> [WHAT IS BEING ASKED]:
Copy out every line of the records below that contains the word "each", treating uppercase and lowercase letters as different.

> [DATA RECORDS]:

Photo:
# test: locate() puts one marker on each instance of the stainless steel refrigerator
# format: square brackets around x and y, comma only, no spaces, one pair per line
--
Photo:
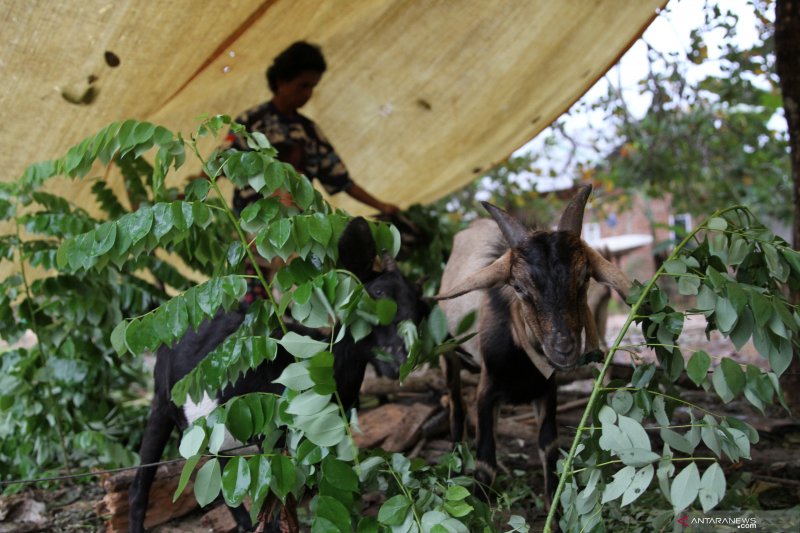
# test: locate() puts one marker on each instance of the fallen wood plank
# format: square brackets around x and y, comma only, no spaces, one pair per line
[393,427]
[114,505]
==
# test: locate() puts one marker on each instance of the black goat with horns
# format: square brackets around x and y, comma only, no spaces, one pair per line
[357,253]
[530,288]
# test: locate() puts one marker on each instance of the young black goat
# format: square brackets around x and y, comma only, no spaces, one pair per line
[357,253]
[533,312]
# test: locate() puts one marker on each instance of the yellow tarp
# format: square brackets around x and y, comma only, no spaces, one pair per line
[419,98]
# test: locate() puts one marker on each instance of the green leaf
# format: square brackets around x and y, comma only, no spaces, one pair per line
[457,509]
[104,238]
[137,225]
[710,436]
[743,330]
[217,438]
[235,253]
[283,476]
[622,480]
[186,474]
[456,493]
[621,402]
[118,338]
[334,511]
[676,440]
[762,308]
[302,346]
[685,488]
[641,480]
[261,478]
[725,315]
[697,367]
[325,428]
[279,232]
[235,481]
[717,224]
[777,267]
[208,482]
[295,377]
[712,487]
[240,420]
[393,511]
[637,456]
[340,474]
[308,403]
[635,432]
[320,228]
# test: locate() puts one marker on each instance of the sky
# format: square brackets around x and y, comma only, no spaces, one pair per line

> [FULL RESPONSE]:
# test: locate() puts one marker on each instance of the stainless steel refrigerator
# test: locate() puts one marker on each instance of the fallen wood plank
# test: locate() puts one marker on each instance of the black goat with horns
# test: locate() puts one marker on each instance of the young black goat
# test: locate() puts one marker on each instance of the yellow tarp
# test: locate() puts one marker on each instance of the green leaf
# test: locate() puts one marker on each instance of the sky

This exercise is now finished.